---- Reading passage
Saturday, May 30, 2009

Another reason I hate my job

So I had this patient. Nice guy, Spanish speaking only, didn't laugh at my Spanish like the Puerto Rican patients I have. I learned my Spanish from Mexicans so the accent I have may be a little bit not what the Puerto Ricans are used to. Anyways, that's not really the point of this story. The point of my story is that, when I'm trying to be a good person and a caring doctor, that seems to be the time that I often get shit for going out of my way to help another human being as a fellow human being.

So this patient had a stroke, left side paralyzed. He had a bedside commode but a nurse across the hall stole it for one of her patients. And my patient really had to drop #2. So the nurse in the stroke unit is trying to tell me to let it slide, that she'll clean it up. And I don't get this, but for some reason, only myself and the patient seem to grasp that it's not a good thing to poo yourself if you can at all avoid it. I ask the nurse to try and help me get the patient to the bathroom but she won't have it saying that I never put in an order for that level of activity.

So what else could I do, I picked up the patient myself and carried him to the shitter. The nurse of course gets pissed off at me about liability issues or some such crap. The patient is really thankful, except that I have to hang out with him while he drops off the kids at the pool. I mean, I really do want to the guy to be safe, but still I have to take all this flak from the nurse about how I could hurt myself and the patient doing what I did and how inappropriate it is to carry a guy to the john.

I don't know. Maybe it was wrong. But it's what I would want if I was a patient. Just a little bit of compassion. Anyways, in the end I got the patient back to bed and later on I brought the nurse some pie to cool everything out. Nurses love pie.

And I didn't tell anyone but the nurse was right, my back hurt like hell for the next couple of days because I did that. The guy was not a small guy. Whatever. Like I'm going to hold someone liable for my own idiocy.

I'm just trying to do a good job. And in the end I get so little respect.

Tuesday, May 26, 2009

Idol of the Day: Birdman

So Chris Andersen. They call him Birdman. Mother gave up custody of him when he was a kid. Father was an artist who left him to tour with his art. Spent part of his childhood in an orphanage. Played some junior college ball after high school, then left to go pro... in China. Then bounced around every development league known to man before he made the NBA. Then his girl left him, a hurricaine took out his house and the NBA suspended him for 2 years for being high (it's been said it was tweak but who knows). Served his time and just came back stronger. Birdman.

:There used to be an ESPN Birdman video here that's since been taken down. Oh well.:

Saturday, May 23, 2009

Three Rings

The Train Story

So another one of my very good friends and for a while my housemate during medical school was someone I'll call VM for Vikey McStoner. VM and I first really got to know each other going snowboarding. We quickly founded a friendship that started on a common ground of big mountain snowboarding, painkillers and a lot of weed.
--------
---- Record excerpts
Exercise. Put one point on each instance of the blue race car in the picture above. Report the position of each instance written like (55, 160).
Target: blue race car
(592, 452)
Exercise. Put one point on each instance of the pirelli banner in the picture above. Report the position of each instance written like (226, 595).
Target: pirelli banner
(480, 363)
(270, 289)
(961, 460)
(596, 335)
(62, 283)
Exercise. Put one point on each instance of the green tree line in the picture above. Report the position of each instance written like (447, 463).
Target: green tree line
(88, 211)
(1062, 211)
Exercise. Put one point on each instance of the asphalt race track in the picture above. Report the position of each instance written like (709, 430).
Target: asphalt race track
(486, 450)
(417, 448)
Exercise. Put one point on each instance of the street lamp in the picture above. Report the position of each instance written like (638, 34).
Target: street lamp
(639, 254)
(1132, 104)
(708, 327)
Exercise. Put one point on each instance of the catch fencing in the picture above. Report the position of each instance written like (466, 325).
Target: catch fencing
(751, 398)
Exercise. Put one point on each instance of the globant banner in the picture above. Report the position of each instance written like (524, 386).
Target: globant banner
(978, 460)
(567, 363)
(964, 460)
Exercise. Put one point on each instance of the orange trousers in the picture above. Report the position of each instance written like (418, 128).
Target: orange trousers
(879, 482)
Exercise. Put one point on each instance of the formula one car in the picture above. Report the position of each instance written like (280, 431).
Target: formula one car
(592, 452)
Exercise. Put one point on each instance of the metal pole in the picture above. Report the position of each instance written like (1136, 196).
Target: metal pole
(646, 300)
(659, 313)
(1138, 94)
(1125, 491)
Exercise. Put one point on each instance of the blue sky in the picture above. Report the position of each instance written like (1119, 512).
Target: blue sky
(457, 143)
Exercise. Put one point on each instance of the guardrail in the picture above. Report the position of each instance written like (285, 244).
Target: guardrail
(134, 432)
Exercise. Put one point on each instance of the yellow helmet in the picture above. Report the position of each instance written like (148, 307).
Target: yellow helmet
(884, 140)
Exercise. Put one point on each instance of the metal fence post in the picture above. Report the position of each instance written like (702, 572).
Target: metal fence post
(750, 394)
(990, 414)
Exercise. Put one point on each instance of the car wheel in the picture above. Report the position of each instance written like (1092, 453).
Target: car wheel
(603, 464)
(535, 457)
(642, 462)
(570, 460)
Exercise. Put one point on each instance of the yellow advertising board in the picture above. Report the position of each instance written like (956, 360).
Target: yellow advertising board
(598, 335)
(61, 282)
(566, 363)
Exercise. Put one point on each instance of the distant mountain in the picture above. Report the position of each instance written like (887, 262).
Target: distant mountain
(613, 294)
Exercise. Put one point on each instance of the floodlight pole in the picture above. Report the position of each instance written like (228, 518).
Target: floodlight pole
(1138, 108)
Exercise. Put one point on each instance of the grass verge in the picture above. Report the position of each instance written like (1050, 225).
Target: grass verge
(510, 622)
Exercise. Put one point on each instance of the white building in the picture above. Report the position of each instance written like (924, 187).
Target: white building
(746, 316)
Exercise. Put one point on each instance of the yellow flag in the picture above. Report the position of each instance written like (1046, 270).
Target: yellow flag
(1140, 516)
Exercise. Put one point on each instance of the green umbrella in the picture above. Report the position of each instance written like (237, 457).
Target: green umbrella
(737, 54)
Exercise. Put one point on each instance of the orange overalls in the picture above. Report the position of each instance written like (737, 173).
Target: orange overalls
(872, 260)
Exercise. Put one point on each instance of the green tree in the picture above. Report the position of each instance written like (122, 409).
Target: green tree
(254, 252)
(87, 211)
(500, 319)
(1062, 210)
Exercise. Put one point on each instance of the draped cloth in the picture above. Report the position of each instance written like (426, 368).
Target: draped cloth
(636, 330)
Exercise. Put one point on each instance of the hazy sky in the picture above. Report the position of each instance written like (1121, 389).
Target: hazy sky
--------
- **Exercise prompt**
Continue the blog from the point where it stops, carrying on the train story about VM.

- **Result of this exercise**
The train story starts with a girl. This girl we'll call FG because well, she's a girl from France. I like FG, nice lady, nice looking, used to wear these boots with flowers painted on them that I really enjoyed. Now she's working as a doctor in an Emergency Room somewhere, but whatever. So DT went out with FG on a couple of, sort of, dates. I still give him shit because his experience with her sort of belies his complete lack of game. I remember he came back once after going out with FG and told this story about going back to her place, not making his move in the proper manner and somehow ending up hiding in her bushes from some combination of shame and regret.

Maybe I should start telling nicer stories about DT though. Because regardless of what I've written on this blog about him, I swear he's a good guy. It's just that I happen to know a lot of his secrets.

Anyways, that's a brief synopsis of DT's story with FG. Some time later, it was VM's turn to try and plow FG. They just finished a nice dinner and were taking a moonlit stroll when VM attempted to turn on his charm, full blast. At what should have been an otherwise lovely moment, the train rolled by blaring it's horn. VM couldn't quite hear what FG was trying to say, and so she had to repeat herself. In trying to raise her voice about the din of the train, the horn stopped blaring and FG could be heard by the entire city to yell, "I DON'T DATE!"

We still don't know what that story means. But between VM and myself, we've told it a lot. And at occasional embarassing moments in our lives, that's why we are prone to yell those words. To honor that horribly, horribly soul-crushing moment in VM's life.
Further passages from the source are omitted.